# STATED EXERCISE:
Copy out, exactly as written, only the line containing "the person's knee." and the lines after it through the end of the records.

# LISTED ENTRIES:
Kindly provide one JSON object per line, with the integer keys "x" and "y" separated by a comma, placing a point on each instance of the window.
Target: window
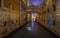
{"x": 36, "y": 2}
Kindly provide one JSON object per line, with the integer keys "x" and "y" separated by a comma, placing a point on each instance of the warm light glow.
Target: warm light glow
{"x": 36, "y": 2}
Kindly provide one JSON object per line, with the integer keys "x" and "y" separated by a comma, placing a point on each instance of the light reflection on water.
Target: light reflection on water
{"x": 32, "y": 28}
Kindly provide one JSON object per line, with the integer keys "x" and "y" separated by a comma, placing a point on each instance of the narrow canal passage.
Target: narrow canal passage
{"x": 32, "y": 30}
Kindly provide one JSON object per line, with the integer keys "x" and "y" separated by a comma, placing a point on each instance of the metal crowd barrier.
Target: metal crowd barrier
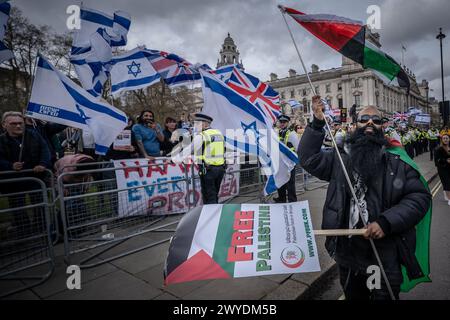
{"x": 49, "y": 180}
{"x": 92, "y": 219}
{"x": 26, "y": 248}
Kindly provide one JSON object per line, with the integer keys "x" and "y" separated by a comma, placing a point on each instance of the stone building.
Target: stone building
{"x": 229, "y": 54}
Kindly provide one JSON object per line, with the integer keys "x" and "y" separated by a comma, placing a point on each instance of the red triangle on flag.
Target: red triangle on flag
{"x": 334, "y": 34}
{"x": 198, "y": 267}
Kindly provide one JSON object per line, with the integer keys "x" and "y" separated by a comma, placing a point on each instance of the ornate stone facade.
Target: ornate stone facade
{"x": 229, "y": 54}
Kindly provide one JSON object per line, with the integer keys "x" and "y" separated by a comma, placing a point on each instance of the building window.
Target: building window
{"x": 317, "y": 90}
{"x": 358, "y": 100}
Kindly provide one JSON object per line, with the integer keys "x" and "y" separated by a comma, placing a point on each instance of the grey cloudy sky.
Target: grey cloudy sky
{"x": 195, "y": 30}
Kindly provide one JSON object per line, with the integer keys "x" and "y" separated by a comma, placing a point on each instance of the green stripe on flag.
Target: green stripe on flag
{"x": 377, "y": 60}
{"x": 223, "y": 237}
{"x": 422, "y": 231}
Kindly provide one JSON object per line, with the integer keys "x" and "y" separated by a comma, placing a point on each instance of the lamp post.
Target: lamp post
{"x": 440, "y": 37}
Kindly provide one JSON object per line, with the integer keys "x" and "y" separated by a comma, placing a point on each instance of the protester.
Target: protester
{"x": 148, "y": 135}
{"x": 433, "y": 141}
{"x": 442, "y": 161}
{"x": 48, "y": 132}
{"x": 299, "y": 131}
{"x": 339, "y": 134}
{"x": 390, "y": 193}
{"x": 290, "y": 139}
{"x": 170, "y": 125}
{"x": 124, "y": 152}
{"x": 22, "y": 149}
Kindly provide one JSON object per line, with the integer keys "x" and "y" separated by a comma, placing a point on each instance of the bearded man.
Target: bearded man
{"x": 392, "y": 198}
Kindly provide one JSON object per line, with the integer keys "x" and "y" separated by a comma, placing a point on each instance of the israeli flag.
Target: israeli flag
{"x": 116, "y": 27}
{"x": 5, "y": 53}
{"x": 132, "y": 70}
{"x": 56, "y": 98}
{"x": 93, "y": 66}
{"x": 248, "y": 130}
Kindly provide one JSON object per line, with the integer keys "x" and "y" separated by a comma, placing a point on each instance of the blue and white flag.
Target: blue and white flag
{"x": 132, "y": 70}
{"x": 247, "y": 130}
{"x": 93, "y": 67}
{"x": 295, "y": 104}
{"x": 5, "y": 53}
{"x": 116, "y": 27}
{"x": 175, "y": 70}
{"x": 56, "y": 98}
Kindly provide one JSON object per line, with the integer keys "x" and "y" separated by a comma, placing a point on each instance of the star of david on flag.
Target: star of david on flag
{"x": 134, "y": 68}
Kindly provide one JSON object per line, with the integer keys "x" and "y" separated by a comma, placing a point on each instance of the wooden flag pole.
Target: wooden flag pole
{"x": 355, "y": 198}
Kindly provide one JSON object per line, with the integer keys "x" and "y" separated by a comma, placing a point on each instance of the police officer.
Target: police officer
{"x": 211, "y": 158}
{"x": 290, "y": 139}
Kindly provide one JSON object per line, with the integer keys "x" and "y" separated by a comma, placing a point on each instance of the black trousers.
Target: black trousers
{"x": 210, "y": 182}
{"x": 410, "y": 150}
{"x": 354, "y": 285}
{"x": 288, "y": 190}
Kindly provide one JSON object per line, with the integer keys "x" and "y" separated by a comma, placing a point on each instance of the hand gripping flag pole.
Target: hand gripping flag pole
{"x": 375, "y": 251}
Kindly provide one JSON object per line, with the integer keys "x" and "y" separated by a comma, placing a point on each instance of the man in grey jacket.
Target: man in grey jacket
{"x": 392, "y": 198}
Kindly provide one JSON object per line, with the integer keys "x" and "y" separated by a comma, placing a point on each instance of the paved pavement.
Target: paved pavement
{"x": 140, "y": 275}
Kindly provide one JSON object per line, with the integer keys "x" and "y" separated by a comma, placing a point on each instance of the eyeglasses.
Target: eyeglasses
{"x": 375, "y": 119}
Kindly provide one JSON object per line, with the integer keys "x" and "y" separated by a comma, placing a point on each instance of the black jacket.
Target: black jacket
{"x": 440, "y": 158}
{"x": 397, "y": 201}
{"x": 47, "y": 131}
{"x": 35, "y": 151}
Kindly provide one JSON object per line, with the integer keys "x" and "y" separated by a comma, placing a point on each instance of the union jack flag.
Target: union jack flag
{"x": 258, "y": 93}
{"x": 173, "y": 69}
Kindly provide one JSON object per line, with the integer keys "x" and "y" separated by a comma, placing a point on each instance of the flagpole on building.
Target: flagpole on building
{"x": 347, "y": 177}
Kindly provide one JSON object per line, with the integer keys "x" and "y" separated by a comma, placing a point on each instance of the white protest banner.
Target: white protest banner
{"x": 242, "y": 240}
{"x": 161, "y": 187}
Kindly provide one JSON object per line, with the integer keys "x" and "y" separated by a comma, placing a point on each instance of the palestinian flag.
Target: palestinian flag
{"x": 422, "y": 231}
{"x": 242, "y": 240}
{"x": 348, "y": 37}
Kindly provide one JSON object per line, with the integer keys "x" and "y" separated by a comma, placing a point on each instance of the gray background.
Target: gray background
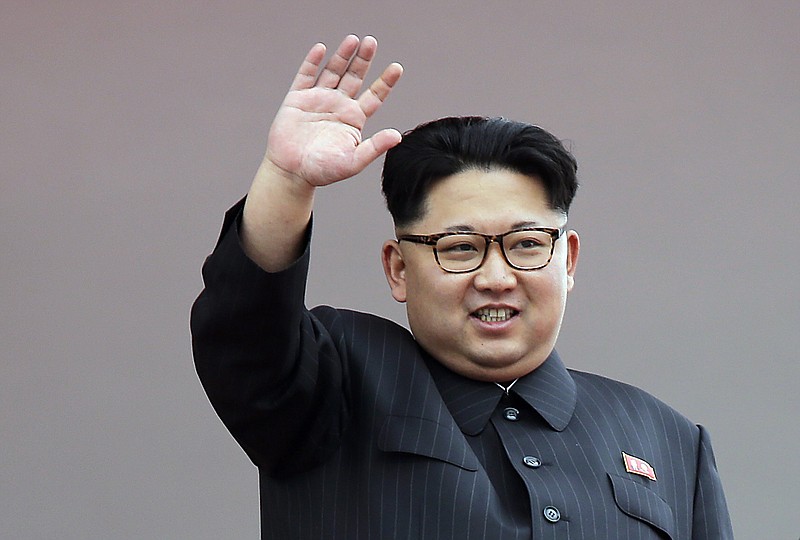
{"x": 129, "y": 127}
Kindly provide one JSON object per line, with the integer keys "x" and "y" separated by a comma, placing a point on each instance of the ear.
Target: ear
{"x": 573, "y": 250}
{"x": 394, "y": 267}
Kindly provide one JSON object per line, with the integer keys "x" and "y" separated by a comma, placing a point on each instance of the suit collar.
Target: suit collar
{"x": 549, "y": 390}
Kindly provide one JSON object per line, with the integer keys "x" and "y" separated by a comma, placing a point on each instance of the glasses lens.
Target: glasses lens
{"x": 528, "y": 249}
{"x": 460, "y": 252}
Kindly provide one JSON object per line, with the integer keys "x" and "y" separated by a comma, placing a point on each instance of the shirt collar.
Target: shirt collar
{"x": 549, "y": 390}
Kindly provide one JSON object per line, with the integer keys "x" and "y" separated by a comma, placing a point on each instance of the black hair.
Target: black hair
{"x": 441, "y": 148}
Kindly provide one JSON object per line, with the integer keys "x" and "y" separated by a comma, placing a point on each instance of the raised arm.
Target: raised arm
{"x": 315, "y": 140}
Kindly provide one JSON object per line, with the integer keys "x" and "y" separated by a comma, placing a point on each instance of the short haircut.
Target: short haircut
{"x": 448, "y": 146}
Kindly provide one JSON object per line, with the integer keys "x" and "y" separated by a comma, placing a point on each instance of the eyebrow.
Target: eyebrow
{"x": 470, "y": 228}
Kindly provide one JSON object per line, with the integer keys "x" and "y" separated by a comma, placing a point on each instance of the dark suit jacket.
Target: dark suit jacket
{"x": 353, "y": 440}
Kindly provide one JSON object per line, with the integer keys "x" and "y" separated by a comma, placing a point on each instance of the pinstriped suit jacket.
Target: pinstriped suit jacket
{"x": 353, "y": 439}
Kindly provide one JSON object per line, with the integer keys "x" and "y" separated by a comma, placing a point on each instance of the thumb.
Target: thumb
{"x": 370, "y": 149}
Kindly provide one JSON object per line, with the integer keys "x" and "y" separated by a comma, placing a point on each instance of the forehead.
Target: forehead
{"x": 488, "y": 200}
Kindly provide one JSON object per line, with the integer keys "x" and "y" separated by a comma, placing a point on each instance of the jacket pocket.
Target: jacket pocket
{"x": 428, "y": 438}
{"x": 643, "y": 504}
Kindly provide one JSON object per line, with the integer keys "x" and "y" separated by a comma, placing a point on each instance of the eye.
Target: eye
{"x": 527, "y": 241}
{"x": 458, "y": 247}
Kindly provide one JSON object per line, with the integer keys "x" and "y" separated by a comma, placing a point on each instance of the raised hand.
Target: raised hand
{"x": 316, "y": 135}
{"x": 315, "y": 140}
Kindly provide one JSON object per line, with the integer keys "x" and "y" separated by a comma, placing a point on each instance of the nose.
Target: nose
{"x": 495, "y": 274}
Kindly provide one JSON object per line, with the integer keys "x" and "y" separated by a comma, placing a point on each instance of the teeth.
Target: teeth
{"x": 494, "y": 315}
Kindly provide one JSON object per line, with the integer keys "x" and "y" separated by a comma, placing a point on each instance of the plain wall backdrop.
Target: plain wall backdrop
{"x": 129, "y": 127}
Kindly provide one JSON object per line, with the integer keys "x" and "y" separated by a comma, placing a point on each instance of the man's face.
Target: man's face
{"x": 444, "y": 309}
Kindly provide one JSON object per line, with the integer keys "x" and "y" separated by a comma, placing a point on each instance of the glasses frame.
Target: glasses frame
{"x": 433, "y": 239}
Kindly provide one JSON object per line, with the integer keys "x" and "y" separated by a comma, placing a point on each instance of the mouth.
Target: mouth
{"x": 494, "y": 314}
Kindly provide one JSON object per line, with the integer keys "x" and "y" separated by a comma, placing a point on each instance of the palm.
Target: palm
{"x": 317, "y": 134}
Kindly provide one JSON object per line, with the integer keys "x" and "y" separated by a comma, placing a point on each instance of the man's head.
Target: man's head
{"x": 444, "y": 147}
{"x": 486, "y": 320}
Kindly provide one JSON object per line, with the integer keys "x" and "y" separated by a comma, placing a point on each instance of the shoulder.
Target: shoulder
{"x": 628, "y": 403}
{"x": 359, "y": 324}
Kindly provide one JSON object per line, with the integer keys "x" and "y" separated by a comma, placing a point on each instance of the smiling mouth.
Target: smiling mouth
{"x": 494, "y": 314}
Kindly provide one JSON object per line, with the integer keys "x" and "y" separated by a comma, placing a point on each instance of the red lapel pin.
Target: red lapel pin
{"x": 638, "y": 466}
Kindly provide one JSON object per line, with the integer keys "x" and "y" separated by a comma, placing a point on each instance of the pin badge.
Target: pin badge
{"x": 638, "y": 466}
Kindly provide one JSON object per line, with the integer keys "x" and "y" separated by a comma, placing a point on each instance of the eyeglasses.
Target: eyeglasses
{"x": 459, "y": 252}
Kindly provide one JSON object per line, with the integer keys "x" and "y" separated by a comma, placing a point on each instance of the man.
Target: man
{"x": 470, "y": 426}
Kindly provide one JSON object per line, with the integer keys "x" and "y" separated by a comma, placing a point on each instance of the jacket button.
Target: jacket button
{"x": 552, "y": 514}
{"x": 532, "y": 461}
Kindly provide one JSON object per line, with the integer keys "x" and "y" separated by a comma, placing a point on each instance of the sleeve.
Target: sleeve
{"x": 273, "y": 373}
{"x": 711, "y": 519}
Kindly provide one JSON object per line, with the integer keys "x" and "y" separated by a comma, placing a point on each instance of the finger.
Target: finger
{"x": 337, "y": 65}
{"x": 370, "y": 149}
{"x": 307, "y": 73}
{"x": 374, "y": 96}
{"x": 354, "y": 76}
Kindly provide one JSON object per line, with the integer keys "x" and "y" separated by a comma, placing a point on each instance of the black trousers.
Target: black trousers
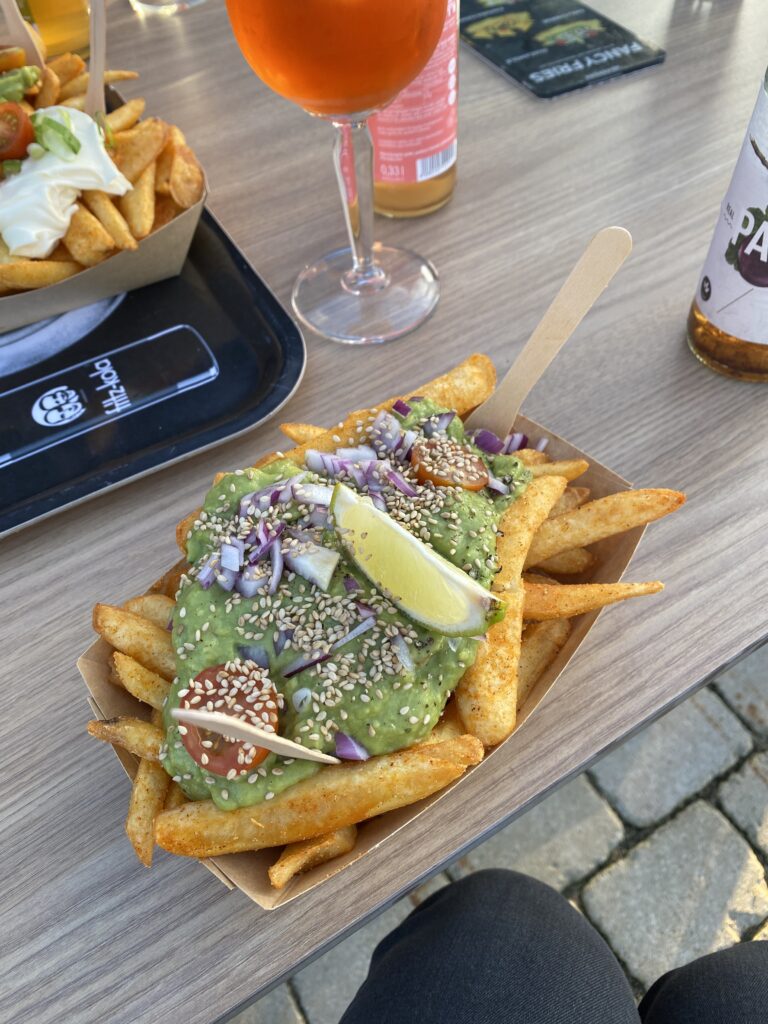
{"x": 499, "y": 947}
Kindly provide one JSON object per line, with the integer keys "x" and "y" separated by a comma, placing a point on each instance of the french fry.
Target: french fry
{"x": 79, "y": 85}
{"x": 67, "y": 67}
{"x": 125, "y": 117}
{"x": 175, "y": 797}
{"x": 49, "y": 89}
{"x": 541, "y": 644}
{"x": 299, "y": 857}
{"x": 600, "y": 518}
{"x": 136, "y": 148}
{"x": 186, "y": 182}
{"x": 137, "y": 206}
{"x": 157, "y": 607}
{"x": 144, "y": 684}
{"x": 137, "y": 637}
{"x": 301, "y": 433}
{"x": 529, "y": 457}
{"x": 165, "y": 160}
{"x": 334, "y": 798}
{"x": 148, "y": 794}
{"x": 545, "y": 600}
{"x": 87, "y": 240}
{"x": 102, "y": 207}
{"x": 165, "y": 211}
{"x": 571, "y": 499}
{"x": 27, "y": 273}
{"x": 11, "y": 57}
{"x": 133, "y": 734}
{"x": 577, "y": 561}
{"x": 486, "y": 693}
{"x": 570, "y": 468}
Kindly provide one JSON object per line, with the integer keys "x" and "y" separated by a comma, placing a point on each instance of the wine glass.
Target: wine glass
{"x": 342, "y": 60}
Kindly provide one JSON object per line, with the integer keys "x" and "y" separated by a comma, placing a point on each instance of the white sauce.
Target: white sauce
{"x": 37, "y": 204}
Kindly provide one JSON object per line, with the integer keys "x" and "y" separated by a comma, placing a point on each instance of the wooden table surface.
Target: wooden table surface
{"x": 90, "y": 935}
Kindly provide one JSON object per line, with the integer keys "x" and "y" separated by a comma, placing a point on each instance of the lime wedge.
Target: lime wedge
{"x": 423, "y": 585}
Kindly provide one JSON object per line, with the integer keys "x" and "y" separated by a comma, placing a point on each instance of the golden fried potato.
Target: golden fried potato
{"x": 545, "y": 600}
{"x": 541, "y": 645}
{"x": 157, "y": 607}
{"x": 336, "y": 797}
{"x": 139, "y": 146}
{"x": 133, "y": 734}
{"x": 601, "y": 518}
{"x": 137, "y": 206}
{"x": 125, "y": 117}
{"x": 22, "y": 274}
{"x": 137, "y": 637}
{"x": 144, "y": 684}
{"x": 570, "y": 468}
{"x": 49, "y": 89}
{"x": 102, "y": 207}
{"x": 299, "y": 857}
{"x": 87, "y": 239}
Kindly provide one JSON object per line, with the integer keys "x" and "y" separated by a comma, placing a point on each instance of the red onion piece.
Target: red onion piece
{"x": 487, "y": 441}
{"x": 349, "y": 750}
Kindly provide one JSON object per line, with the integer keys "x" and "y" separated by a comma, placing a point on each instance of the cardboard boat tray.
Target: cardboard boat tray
{"x": 248, "y": 871}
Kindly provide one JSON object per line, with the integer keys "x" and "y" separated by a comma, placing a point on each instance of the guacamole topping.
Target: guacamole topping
{"x": 342, "y": 657}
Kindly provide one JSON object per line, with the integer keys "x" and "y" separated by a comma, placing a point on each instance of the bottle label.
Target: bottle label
{"x": 733, "y": 288}
{"x": 415, "y": 136}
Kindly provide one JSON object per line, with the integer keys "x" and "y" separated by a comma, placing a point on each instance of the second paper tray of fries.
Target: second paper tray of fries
{"x": 139, "y": 189}
{"x": 586, "y": 530}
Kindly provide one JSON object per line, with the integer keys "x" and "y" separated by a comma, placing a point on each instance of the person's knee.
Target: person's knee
{"x": 726, "y": 986}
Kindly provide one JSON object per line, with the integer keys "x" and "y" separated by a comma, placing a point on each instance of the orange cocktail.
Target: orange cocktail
{"x": 337, "y": 56}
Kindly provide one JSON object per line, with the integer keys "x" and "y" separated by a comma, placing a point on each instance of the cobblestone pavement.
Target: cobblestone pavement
{"x": 663, "y": 845}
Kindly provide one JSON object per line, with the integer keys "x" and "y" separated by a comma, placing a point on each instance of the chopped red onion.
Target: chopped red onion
{"x": 231, "y": 554}
{"x": 315, "y": 563}
{"x": 349, "y": 750}
{"x": 513, "y": 442}
{"x": 275, "y": 554}
{"x": 255, "y": 653}
{"x": 487, "y": 441}
{"x": 401, "y": 483}
{"x": 367, "y": 624}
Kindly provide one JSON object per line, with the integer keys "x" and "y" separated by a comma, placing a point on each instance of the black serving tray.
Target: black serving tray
{"x": 217, "y": 315}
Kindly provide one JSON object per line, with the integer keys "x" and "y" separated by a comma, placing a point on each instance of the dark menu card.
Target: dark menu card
{"x": 553, "y": 46}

# RESPONSE TO THIS TASK:
Kindly provide one JSON object per line, with the integer keys "x" and "y" separated by a comma, placing a point on each instance of the person's knee.
Target: person's knee
{"x": 726, "y": 986}
Kindly provide one JSON object per line, with the integer keys "x" and "y" separated by a comma, placing a point on each instance of the orange cocktail.
Target: orange cocktail
{"x": 337, "y": 56}
Kindly provide one JSON object per line, with the integer keys "x" and "y" separated by a comma, placing a point on each instance of the cobblestone pavement.
Target: cobblestone pavement
{"x": 663, "y": 845}
Kindly provide one JSON object per line, with the integer keys "x" and "y" separated by a comma, placing a point on each instance of the chopped red onion.
Target: chopped red onion
{"x": 231, "y": 554}
{"x": 315, "y": 563}
{"x": 349, "y": 750}
{"x": 513, "y": 442}
{"x": 275, "y": 554}
{"x": 255, "y": 653}
{"x": 487, "y": 441}
{"x": 401, "y": 483}
{"x": 367, "y": 624}
Kindly provide one JSON object per line, with the integer keys "x" and "y" separated by a comma, placing a point on each instance of the black serving tray.
Target: black serving tray
{"x": 217, "y": 315}
Kindly provide one JSON object per line, with the integer keys "x" and "y" separated by a comma, placing a point on each instance of the dark menu card.
Target: dark menu card
{"x": 553, "y": 46}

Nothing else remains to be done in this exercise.